=== DOCUMENT EXTRACT ===
ADSM-L

Re: 15,000,000 + files on one directory backup

2005-06-18 17:57:23
Subject: Re: 15,000,000 + files on one directory backup
From: Ted Byrne <ted.byrne AT ADELPHIA DOT NET>
To: ADSM-L AT VM.MARIST DOT EDU
Date: Sat, 18 Jun 2005 17:57:16 -0400
I would second Bill's addition of poorly-architected applications to
Richard's list of issues that should be (but are often not) addressed, or
even considered.  At another customer, we and the customer's sysadmins were
bedeviled by a weblog analysis application (which shall remain nameless)
that chose to store its data on the filesystem, using the date of the log
data as a directory under which the data was stored (as well as the
associated reports, I believe).  The explanation we were given was that
they had chosen to do this for application performance reasons; it was
apparently quicker that using a DBMS.

This decision, although it made random access of data quicker, had horrible
implications for backup as the log data and reports accumulated over time;
recovery was even worse.  Aggravating the situation was the insistence by
the "application owner" that ALL historical log data absolutely had to be
maintained in this inside-out database format.  Just getting a count of
files and directories on this drive (via selecting Properties from the
context menu) took something on the order of 9 hours to complete.  The
volume of data, in GB, was really not that large - something on the order
of 100 GB.  All of their problems managing the data stemmed entirely from
the large number of files and directories.
===
_WRITTEN EXERCISE 1_
Do statements (a), (b) and (c) agree with the ADSM-L post on backing up 15,000,000 files? Answer yes or no for each, and quote the deciding words of the post. (a) Getting a count of the files and directories took about 9 hours. (b) The weblog analysis application stored its data in a DBMS. (c) The data volume was several terabytes.
_WRITTEN EXERCISE 2_
Reproduce everything in the ADSM-L post from "2005-06-18 17:57:23" down to "using a DBMS.".
=== DATASET ENTRIES ===
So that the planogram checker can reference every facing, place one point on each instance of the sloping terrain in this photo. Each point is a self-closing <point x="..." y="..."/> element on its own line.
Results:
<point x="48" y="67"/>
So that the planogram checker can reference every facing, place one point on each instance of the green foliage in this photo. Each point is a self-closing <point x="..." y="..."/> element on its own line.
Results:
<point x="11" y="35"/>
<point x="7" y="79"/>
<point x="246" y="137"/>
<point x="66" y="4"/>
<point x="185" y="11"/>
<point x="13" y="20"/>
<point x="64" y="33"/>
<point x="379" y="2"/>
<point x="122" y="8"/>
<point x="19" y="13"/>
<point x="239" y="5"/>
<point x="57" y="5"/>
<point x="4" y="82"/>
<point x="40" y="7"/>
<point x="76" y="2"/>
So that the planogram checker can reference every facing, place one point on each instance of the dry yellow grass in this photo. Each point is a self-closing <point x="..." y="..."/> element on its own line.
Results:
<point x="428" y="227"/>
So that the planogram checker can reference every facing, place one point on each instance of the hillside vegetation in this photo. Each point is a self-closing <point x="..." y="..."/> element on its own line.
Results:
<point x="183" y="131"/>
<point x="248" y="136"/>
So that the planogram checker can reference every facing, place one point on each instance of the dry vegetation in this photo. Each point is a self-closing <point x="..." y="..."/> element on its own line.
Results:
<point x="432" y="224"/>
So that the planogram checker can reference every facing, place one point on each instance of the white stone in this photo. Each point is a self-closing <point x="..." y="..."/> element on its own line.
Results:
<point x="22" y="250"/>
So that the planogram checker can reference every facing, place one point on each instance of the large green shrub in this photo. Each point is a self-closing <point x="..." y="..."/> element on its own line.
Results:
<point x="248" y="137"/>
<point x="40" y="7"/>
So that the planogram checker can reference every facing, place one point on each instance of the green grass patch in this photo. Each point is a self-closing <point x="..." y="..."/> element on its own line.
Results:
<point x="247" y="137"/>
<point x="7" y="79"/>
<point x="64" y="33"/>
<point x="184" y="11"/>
===
_CORRECT OUTPUT 1_
(a) Yes: "took something on the order of 9 hours to complete"
(b) No: "chose to store its data on the filesystem"
(c) No: "something on the order of 100 GB"

_CORRECT OUTPUT 2_
2005-06-18 17:57:23
Subject: Re: 15,000,000 + files on one directory backup
From: Ted Byrne <ted.byrne AT ADELPHIA DOT NET>
To: ADSM-L AT VM.MARIST DOT EDU
Date: Sat, 18 Jun 2005 17:57:16 -0400
I would second Bill's addition of poorly-architected applications to
Richard's list of issues that should be (but are often not) addressed, or
even considered.  At another customer, we and the customer's sysadmins were
bedeviled by a weblog analysis application (which shall remain nameless)
that chose to store its data on the filesystem, using the date of the log
data as a directory under which the data was stored (as well as the
associated reports, I believe).  The explanation we were given was that
they had chosen to do this for application performance reasons; it was
apparently quicker that using a DBMS.